Recorded data:
____________________
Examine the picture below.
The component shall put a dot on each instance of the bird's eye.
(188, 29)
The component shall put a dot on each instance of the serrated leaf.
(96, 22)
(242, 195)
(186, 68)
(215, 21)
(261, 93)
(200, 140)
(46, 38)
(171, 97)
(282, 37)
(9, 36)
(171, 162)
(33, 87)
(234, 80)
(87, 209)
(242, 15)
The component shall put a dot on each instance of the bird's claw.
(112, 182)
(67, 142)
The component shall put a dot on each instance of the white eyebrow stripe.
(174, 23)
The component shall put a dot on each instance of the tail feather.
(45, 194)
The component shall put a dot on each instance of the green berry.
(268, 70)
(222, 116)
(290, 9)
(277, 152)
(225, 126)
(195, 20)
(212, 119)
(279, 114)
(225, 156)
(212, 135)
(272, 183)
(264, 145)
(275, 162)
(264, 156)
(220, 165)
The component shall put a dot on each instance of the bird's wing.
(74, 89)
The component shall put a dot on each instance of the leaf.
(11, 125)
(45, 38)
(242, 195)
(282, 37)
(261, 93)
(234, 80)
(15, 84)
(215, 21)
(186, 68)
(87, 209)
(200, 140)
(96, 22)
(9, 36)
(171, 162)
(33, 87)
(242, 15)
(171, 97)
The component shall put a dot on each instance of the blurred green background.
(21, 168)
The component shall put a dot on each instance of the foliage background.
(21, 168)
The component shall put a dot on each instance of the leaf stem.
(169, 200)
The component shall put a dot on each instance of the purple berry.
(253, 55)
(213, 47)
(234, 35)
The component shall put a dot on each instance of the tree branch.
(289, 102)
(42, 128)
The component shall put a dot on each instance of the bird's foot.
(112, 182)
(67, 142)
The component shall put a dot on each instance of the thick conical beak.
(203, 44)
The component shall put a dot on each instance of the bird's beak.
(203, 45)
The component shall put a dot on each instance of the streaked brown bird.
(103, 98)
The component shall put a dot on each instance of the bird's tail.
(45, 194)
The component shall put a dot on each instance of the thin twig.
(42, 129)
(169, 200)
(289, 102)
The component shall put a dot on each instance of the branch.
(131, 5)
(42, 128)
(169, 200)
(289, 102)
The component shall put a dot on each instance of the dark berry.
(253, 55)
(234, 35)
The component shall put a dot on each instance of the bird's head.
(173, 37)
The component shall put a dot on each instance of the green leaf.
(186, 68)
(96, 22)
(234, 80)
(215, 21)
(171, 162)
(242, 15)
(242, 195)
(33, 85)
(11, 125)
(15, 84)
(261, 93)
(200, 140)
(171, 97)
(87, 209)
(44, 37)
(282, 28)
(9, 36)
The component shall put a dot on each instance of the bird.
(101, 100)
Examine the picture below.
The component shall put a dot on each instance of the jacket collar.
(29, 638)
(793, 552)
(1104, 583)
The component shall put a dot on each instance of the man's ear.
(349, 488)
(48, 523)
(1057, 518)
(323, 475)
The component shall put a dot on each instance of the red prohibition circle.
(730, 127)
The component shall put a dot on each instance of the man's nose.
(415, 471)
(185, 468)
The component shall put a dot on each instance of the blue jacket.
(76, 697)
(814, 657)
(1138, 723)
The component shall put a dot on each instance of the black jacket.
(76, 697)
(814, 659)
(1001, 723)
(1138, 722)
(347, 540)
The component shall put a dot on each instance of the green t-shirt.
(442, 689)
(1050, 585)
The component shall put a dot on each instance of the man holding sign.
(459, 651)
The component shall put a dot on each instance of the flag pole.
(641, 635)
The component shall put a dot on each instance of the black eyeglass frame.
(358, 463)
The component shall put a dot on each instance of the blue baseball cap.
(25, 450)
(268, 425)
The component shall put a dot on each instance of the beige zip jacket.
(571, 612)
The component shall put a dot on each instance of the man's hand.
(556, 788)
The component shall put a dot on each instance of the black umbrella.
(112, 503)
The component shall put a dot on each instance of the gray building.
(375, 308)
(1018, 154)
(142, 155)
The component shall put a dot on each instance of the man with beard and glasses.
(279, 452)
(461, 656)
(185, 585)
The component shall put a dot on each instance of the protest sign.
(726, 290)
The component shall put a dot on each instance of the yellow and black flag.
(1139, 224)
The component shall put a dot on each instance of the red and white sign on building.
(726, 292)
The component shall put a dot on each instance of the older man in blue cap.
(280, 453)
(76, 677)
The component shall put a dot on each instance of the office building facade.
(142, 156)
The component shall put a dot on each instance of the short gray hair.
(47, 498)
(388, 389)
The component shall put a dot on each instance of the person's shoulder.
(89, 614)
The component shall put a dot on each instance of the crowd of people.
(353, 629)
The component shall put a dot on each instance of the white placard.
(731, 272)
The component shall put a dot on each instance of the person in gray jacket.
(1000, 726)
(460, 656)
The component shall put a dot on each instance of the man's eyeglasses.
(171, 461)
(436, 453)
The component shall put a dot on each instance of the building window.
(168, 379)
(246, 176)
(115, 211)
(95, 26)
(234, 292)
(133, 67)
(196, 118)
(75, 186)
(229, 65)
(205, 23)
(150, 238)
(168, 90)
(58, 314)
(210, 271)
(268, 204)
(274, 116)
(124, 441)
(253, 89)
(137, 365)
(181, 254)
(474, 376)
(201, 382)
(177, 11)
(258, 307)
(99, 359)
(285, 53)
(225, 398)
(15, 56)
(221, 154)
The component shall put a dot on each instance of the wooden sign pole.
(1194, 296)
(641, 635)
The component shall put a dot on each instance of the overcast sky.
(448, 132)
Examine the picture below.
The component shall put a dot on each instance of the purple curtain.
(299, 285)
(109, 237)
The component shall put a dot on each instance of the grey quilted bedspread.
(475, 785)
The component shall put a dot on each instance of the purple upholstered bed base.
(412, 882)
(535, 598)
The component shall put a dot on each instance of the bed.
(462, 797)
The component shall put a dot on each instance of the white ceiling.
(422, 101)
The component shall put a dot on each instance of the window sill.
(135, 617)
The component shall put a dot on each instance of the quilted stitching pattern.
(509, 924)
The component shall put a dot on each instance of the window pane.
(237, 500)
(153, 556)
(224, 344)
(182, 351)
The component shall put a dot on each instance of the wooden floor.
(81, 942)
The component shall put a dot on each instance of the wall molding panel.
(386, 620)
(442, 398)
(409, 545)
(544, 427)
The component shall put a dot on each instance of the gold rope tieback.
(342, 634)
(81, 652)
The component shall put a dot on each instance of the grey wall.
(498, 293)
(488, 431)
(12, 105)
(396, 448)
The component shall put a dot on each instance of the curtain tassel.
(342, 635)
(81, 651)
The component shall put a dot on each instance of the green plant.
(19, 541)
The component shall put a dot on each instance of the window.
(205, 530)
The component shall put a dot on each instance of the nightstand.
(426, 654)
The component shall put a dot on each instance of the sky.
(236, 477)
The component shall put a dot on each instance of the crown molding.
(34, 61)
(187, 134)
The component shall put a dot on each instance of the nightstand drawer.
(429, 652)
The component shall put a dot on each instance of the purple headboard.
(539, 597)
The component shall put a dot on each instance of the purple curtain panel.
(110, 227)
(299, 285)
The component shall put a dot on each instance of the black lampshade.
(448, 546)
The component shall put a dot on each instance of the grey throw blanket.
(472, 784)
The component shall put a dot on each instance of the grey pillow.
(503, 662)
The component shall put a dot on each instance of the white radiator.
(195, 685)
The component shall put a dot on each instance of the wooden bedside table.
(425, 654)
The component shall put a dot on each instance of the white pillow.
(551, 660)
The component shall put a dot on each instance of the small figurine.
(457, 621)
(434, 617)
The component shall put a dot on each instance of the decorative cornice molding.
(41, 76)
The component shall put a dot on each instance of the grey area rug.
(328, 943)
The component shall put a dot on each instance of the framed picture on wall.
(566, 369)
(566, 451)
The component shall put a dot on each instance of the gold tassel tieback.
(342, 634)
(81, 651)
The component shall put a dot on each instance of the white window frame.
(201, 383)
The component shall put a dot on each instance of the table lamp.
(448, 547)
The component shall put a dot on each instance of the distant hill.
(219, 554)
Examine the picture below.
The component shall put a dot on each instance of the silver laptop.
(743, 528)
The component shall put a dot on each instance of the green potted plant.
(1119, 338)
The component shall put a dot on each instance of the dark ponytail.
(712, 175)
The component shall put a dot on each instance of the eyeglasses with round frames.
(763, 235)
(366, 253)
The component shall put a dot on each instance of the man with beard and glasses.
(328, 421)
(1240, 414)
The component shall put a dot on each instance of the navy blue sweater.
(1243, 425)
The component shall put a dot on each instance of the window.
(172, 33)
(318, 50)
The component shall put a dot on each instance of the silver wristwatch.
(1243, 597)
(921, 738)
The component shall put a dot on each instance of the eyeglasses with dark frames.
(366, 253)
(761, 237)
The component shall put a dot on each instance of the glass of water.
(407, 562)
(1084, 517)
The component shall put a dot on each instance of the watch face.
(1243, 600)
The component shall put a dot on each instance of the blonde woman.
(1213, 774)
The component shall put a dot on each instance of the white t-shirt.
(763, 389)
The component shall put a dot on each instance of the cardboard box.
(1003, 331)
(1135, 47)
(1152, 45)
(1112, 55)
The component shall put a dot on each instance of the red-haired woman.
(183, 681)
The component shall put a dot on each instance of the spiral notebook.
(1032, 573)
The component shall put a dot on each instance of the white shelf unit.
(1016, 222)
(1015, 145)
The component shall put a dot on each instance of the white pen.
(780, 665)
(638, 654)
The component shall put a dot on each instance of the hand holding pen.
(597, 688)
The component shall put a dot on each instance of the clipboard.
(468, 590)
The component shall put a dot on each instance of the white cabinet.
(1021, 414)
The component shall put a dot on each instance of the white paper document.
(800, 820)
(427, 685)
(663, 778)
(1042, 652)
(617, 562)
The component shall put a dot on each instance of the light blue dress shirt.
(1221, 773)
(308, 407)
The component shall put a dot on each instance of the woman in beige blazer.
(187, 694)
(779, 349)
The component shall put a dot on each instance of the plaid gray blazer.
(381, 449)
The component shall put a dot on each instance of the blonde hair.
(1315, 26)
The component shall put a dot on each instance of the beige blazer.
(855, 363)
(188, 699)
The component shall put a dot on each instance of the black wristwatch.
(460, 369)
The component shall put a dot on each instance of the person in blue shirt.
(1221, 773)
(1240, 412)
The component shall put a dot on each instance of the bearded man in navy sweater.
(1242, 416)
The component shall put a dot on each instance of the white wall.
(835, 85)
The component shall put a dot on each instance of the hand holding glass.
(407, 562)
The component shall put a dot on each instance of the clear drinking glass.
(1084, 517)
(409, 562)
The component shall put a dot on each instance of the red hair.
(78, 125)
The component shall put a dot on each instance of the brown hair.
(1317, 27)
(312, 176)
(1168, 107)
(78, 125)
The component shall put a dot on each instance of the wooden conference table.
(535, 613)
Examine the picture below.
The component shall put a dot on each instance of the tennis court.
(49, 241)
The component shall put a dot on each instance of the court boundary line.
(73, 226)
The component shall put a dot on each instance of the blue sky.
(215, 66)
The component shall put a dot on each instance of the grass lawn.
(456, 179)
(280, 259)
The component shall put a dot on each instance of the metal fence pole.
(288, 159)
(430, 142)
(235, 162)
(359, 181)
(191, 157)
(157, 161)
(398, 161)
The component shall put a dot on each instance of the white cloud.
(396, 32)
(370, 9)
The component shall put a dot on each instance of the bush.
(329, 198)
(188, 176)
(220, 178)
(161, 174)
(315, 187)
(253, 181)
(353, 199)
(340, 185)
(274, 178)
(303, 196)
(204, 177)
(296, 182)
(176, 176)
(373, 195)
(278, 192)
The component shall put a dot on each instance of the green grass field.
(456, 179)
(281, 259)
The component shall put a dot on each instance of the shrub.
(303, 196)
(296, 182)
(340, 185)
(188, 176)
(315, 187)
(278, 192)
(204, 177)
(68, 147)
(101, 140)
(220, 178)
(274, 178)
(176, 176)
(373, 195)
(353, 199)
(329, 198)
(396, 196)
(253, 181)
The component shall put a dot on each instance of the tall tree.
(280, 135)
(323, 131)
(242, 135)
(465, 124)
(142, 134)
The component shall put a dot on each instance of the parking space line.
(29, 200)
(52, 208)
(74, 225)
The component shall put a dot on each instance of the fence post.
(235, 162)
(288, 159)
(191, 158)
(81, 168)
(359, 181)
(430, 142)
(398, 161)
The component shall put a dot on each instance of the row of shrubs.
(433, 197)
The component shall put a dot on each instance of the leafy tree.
____________________
Repeat the line that contains "green grass field.", then every line after it until the records end, with nothing added.

The component shall put a dot on each instance of the green grass field.
(456, 179)
(281, 259)
The component shall put a dot on each instance of the shrub.
(303, 196)
(296, 182)
(340, 185)
(188, 176)
(315, 187)
(278, 192)
(204, 177)
(68, 147)
(101, 140)
(220, 178)
(274, 178)
(176, 176)
(373, 195)
(353, 199)
(329, 198)
(396, 196)
(253, 181)
The component shall put a dot on each instance of the tall tree.
(280, 135)
(323, 131)
(242, 135)
(465, 124)
(142, 134)
The component shall put a dot on each instance of the parking space line.
(29, 200)
(52, 208)
(74, 225)
The component shall put a dot on each instance of the fence post.
(235, 162)
(288, 159)
(191, 158)
(81, 168)
(359, 181)
(430, 142)
(398, 161)
The component shall put a dot on each instance of the row of shrubs.
(433, 197)
The component shall put a dot on each instance of the leafy tree.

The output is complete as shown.